> **Document segment**

Justyna BąkowskaToday we asked Justyna Bąkowska, responsible for building Customer Support at Webinterpret, what her priorities were while setting up the Customer Support that customers love.

Define the challenges

Before creating the Customer Service of your customers’ dreams, you have to find out what is considered to be the Customer Service from hell. This will take you to the list of the challenges that each Customer Service deals with every day. You cannot really eliminate those challenges. What you can do, however, is to find good ways to beat them and turn them into your strengths. Justyna says that the main challenges that each Customer Service has to face are:

  • Timely resolution as promised
  • Satisfying solutions
  • Multilingual service
  • Multiple time zones
  • Adequate business processes

Timely resolution

Your customers have to know how long they will need to wait for your resolution. You cannot leave them feeling uncertain whether they will receive the answer immediately, or after the weekend, or whenever you find out how to deal with their requests. What is more: a promise, once given, has to be kept. Especially when it was given to your customers. At Webinterpret, there is a one day response rule. It states that the customer’s problem has to be dealt with within the first day of being reported. This means that it actually has to be handled straight after receiving it. It is hard to promise any deadline if there are no processes in place to offer solutions to your customers’ problems. And this causes another challenge – how to create business processes at your company’s Customer Service which meet your customers’ requirements.

Customer Service

Business processes

While planning business processes that address your customers’ needs, you have to ask yourself what the main reasons are that make customers contact you. When you have defined these, you can create processes and teams dedicated to solving certain problems. Customer-centric organization is a structure that helps to focus on customer goals and leads to a point at which your company objectives are exactly the same as those of your customers. At Webinterpret it works like this. Webinterpret has created two teams. One is dedicated to solving the customers’ problems, and the second works directly with customers on growing their business. Each customer who requests assistance has only one case manager who is dealing with a particular problem. When considering business processes, it is also important to know during which time frame exactly those processes have to work. It may be only from 8 am to 5 pm or it could be 24/7. This is another challenge caused by time zones.

Time zones and language differences

You cannot do anything about time zones except to learn how to apply your Customer Service to customers from all over the world. Your service also has to be available in your customers’ language. If you sell to people all over the world, your service also has to be provided in languages that your customers will feel comfortable with. Fortunately there is a platform such as Webinterpret dedicated to this particular situation. Sellers who sell on eBay and Amazon can find customers from foreign countries and communicate with them without knowing even one single word of the customer’s language.

Satisfying solutions

As Justyna says, the most important question you have to ask yourself before planning Customer Service work is: Why do customers contact us? Finding the answer to this will give you the clues as to what you should take care of while providing solutions that will satisfy your customers. Remember that the “product” you sell contains a particular item AND the service. Even if the product is great, it will be experienced as poor if your customer service does not help your customers. The other fact to consider is that 24% of your customers will share their opinion about your product and more than 39% will share with the world just how dissatisfied they are with you.

> **What is expected**
Answer these about the Customer Support article:
1. Under Webinterpret's response rule, within what period must a customer's problem be dealt with?
2. How many teams has Webinterpret created, and what does each one do?
3. What percentage of customers will share their opinion about your product?
The records aren't needed here.

Point labeling records
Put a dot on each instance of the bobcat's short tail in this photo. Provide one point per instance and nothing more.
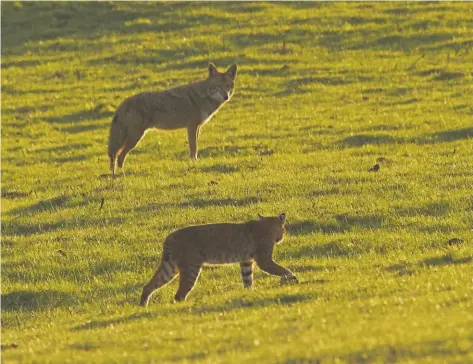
(116, 142)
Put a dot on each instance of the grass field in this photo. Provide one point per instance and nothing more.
(324, 92)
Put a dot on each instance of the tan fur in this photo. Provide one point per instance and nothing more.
(186, 250)
(189, 106)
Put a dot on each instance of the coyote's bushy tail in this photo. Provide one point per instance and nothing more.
(116, 142)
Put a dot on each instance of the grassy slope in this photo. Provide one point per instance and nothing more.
(358, 81)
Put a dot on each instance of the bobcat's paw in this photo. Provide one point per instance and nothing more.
(288, 280)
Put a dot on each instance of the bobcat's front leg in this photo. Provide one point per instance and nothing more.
(193, 136)
(267, 264)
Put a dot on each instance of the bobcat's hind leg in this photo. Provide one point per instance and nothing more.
(187, 280)
(246, 269)
(165, 274)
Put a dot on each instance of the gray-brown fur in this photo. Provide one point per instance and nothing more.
(189, 106)
(186, 250)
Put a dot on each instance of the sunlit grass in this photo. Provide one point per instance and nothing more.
(324, 92)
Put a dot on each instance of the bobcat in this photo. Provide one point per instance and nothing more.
(189, 106)
(187, 249)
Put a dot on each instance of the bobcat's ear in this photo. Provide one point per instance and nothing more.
(212, 70)
(232, 71)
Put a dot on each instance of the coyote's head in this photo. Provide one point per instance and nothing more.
(221, 84)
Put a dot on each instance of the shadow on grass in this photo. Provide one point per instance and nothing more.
(220, 168)
(53, 204)
(365, 139)
(10, 228)
(431, 209)
(87, 115)
(200, 203)
(234, 304)
(402, 269)
(334, 249)
(103, 324)
(344, 223)
(446, 136)
(36, 301)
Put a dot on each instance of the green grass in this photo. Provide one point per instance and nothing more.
(354, 82)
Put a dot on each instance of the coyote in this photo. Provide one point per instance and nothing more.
(186, 250)
(189, 106)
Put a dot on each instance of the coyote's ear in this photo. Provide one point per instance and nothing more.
(212, 70)
(231, 71)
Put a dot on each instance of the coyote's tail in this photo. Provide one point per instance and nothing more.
(116, 142)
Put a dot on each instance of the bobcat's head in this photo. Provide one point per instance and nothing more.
(222, 85)
(276, 225)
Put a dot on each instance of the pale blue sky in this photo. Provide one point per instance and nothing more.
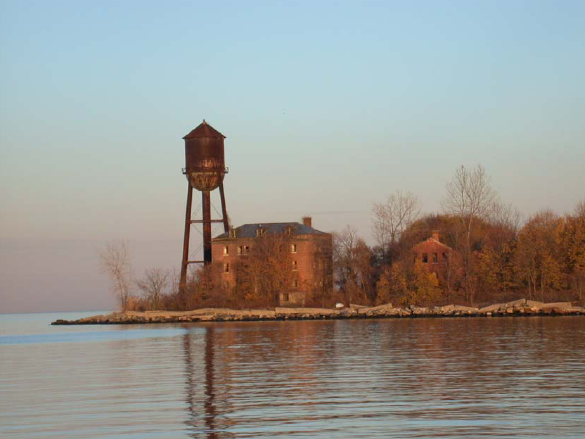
(327, 107)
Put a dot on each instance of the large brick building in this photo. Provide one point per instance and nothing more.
(308, 254)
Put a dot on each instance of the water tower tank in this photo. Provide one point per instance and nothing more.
(204, 157)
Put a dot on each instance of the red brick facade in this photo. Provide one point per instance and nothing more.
(309, 253)
(435, 256)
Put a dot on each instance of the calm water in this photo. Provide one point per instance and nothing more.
(411, 378)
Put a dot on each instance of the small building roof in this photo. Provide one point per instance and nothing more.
(431, 242)
(204, 130)
(251, 230)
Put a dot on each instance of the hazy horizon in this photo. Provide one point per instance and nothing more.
(327, 107)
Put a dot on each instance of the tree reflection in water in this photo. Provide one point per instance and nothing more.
(201, 401)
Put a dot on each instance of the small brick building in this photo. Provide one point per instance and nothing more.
(434, 255)
(309, 254)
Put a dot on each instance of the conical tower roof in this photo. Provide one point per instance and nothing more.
(204, 130)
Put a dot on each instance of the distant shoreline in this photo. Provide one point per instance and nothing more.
(521, 307)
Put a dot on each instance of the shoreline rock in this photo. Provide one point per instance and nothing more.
(521, 307)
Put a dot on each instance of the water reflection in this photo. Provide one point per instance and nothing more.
(513, 377)
(407, 378)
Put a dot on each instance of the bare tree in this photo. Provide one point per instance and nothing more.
(580, 209)
(469, 197)
(392, 217)
(153, 285)
(353, 269)
(115, 262)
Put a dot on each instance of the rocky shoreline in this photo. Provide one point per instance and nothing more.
(521, 307)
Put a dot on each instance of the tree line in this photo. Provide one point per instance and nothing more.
(496, 257)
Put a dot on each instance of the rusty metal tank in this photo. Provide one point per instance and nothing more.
(204, 157)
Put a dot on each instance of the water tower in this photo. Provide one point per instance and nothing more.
(205, 170)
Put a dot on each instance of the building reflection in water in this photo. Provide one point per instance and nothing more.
(199, 362)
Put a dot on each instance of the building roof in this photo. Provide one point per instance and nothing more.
(432, 241)
(250, 230)
(204, 130)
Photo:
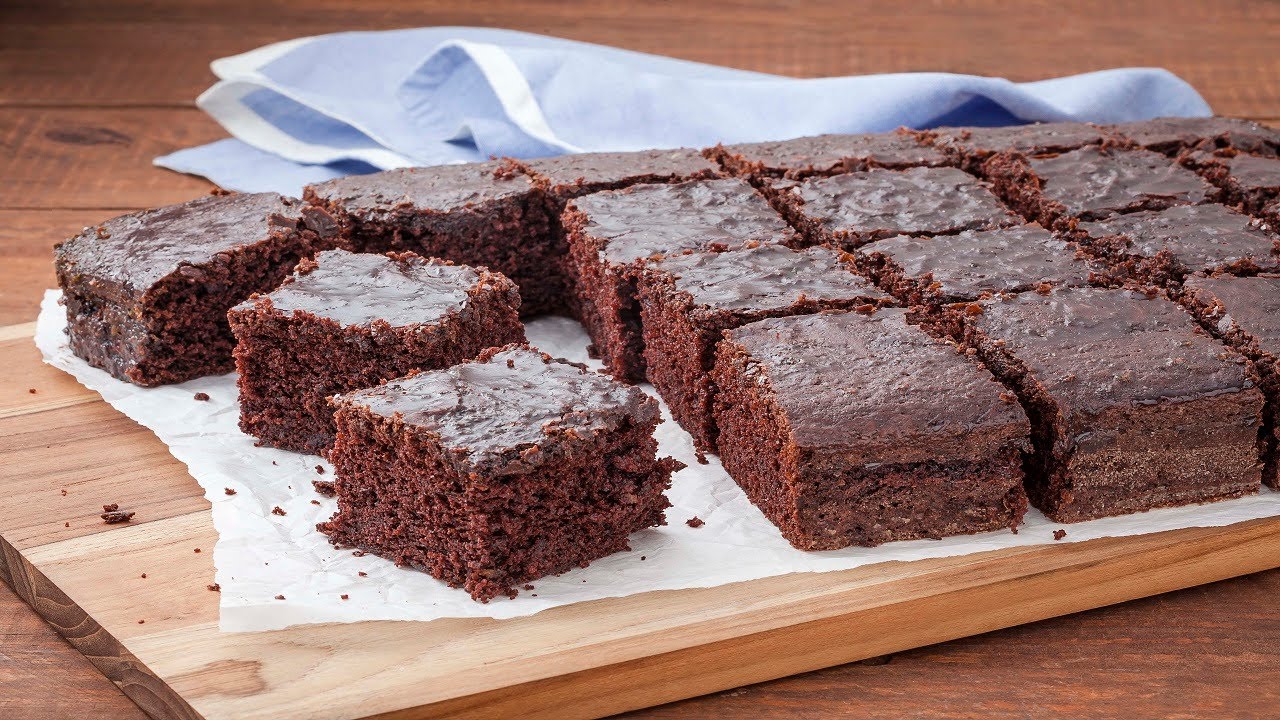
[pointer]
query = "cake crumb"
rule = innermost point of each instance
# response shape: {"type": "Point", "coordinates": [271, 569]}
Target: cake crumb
{"type": "Point", "coordinates": [112, 514]}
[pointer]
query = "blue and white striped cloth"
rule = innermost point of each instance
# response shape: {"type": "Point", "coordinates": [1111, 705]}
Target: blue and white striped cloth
{"type": "Point", "coordinates": [318, 108]}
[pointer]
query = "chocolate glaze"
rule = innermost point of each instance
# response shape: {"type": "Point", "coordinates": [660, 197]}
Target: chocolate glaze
{"type": "Point", "coordinates": [137, 250]}
{"type": "Point", "coordinates": [1201, 237]}
{"type": "Point", "coordinates": [1170, 135]}
{"type": "Point", "coordinates": [1095, 183]}
{"type": "Point", "coordinates": [575, 174]}
{"type": "Point", "coordinates": [876, 384]}
{"type": "Point", "coordinates": [977, 263]}
{"type": "Point", "coordinates": [1100, 349]}
{"type": "Point", "coordinates": [488, 410]}
{"type": "Point", "coordinates": [824, 154]}
{"type": "Point", "coordinates": [359, 288]}
{"type": "Point", "coordinates": [917, 201]}
{"type": "Point", "coordinates": [664, 219]}
{"type": "Point", "coordinates": [439, 187]}
{"type": "Point", "coordinates": [1033, 139]}
{"type": "Point", "coordinates": [764, 278]}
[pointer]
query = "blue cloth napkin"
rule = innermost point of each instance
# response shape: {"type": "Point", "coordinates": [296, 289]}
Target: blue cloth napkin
{"type": "Point", "coordinates": [316, 108]}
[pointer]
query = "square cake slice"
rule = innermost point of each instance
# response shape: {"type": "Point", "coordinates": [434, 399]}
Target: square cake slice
{"type": "Point", "coordinates": [854, 209]}
{"type": "Point", "coordinates": [490, 214]}
{"type": "Point", "coordinates": [1173, 136]}
{"type": "Point", "coordinates": [688, 301]}
{"type": "Point", "coordinates": [828, 155]}
{"type": "Point", "coordinates": [846, 428]}
{"type": "Point", "coordinates": [1132, 405]}
{"type": "Point", "coordinates": [974, 264]}
{"type": "Point", "coordinates": [1164, 246]}
{"type": "Point", "coordinates": [351, 320]}
{"type": "Point", "coordinates": [1092, 183]}
{"type": "Point", "coordinates": [1246, 314]}
{"type": "Point", "coordinates": [496, 473]}
{"type": "Point", "coordinates": [972, 146]}
{"type": "Point", "coordinates": [612, 235]}
{"type": "Point", "coordinates": [147, 294]}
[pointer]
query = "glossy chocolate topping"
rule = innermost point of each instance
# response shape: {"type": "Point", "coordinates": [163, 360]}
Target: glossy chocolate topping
{"type": "Point", "coordinates": [1032, 139]}
{"type": "Point", "coordinates": [766, 278]}
{"type": "Point", "coordinates": [1097, 349]}
{"type": "Point", "coordinates": [876, 384]}
{"type": "Point", "coordinates": [666, 219]}
{"type": "Point", "coordinates": [1171, 133]}
{"type": "Point", "coordinates": [1095, 183]}
{"type": "Point", "coordinates": [511, 401]}
{"type": "Point", "coordinates": [1201, 237]}
{"type": "Point", "coordinates": [353, 288]}
{"type": "Point", "coordinates": [914, 201]}
{"type": "Point", "coordinates": [977, 263]}
{"type": "Point", "coordinates": [585, 171]}
{"type": "Point", "coordinates": [826, 153]}
{"type": "Point", "coordinates": [140, 249]}
{"type": "Point", "coordinates": [439, 187]}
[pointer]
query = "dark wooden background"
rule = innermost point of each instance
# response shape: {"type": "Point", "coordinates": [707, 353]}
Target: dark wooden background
{"type": "Point", "coordinates": [91, 91]}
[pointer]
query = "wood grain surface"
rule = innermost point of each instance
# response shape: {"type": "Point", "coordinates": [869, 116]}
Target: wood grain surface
{"type": "Point", "coordinates": [90, 92]}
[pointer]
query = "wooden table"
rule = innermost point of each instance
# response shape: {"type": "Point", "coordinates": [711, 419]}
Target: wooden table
{"type": "Point", "coordinates": [90, 94]}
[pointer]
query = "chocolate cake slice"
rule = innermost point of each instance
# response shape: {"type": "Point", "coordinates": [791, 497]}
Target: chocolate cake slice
{"type": "Point", "coordinates": [351, 320]}
{"type": "Point", "coordinates": [1164, 246]}
{"type": "Point", "coordinates": [972, 146]}
{"type": "Point", "coordinates": [147, 294]}
{"type": "Point", "coordinates": [846, 428]}
{"type": "Point", "coordinates": [688, 301]}
{"type": "Point", "coordinates": [1132, 405]}
{"type": "Point", "coordinates": [1092, 183]}
{"type": "Point", "coordinates": [490, 214]}
{"type": "Point", "coordinates": [854, 209]}
{"type": "Point", "coordinates": [613, 235]}
{"type": "Point", "coordinates": [1174, 136]}
{"type": "Point", "coordinates": [1246, 314]}
{"type": "Point", "coordinates": [828, 155]}
{"type": "Point", "coordinates": [497, 472]}
{"type": "Point", "coordinates": [974, 264]}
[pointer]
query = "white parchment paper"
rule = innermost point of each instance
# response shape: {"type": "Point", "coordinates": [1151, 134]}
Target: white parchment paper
{"type": "Point", "coordinates": [260, 555]}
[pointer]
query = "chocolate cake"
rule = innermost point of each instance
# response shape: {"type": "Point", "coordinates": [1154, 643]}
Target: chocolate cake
{"type": "Point", "coordinates": [688, 301]}
{"type": "Point", "coordinates": [613, 235]}
{"type": "Point", "coordinates": [1132, 405]}
{"type": "Point", "coordinates": [1164, 246]}
{"type": "Point", "coordinates": [972, 146]}
{"type": "Point", "coordinates": [860, 429]}
{"type": "Point", "coordinates": [490, 214]}
{"type": "Point", "coordinates": [147, 294]}
{"type": "Point", "coordinates": [1174, 136]}
{"type": "Point", "coordinates": [1092, 183]}
{"type": "Point", "coordinates": [351, 320]}
{"type": "Point", "coordinates": [854, 209]}
{"type": "Point", "coordinates": [974, 264]}
{"type": "Point", "coordinates": [828, 155]}
{"type": "Point", "coordinates": [1246, 314]}
{"type": "Point", "coordinates": [497, 472]}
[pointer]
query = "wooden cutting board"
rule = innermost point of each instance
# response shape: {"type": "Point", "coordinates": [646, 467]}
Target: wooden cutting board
{"type": "Point", "coordinates": [135, 598]}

> **Result of this exercise**
1. Within the first day of being reported.
2. Two: one solves customers' problems, and the other works directly with customers on growing their business.
3. 24%.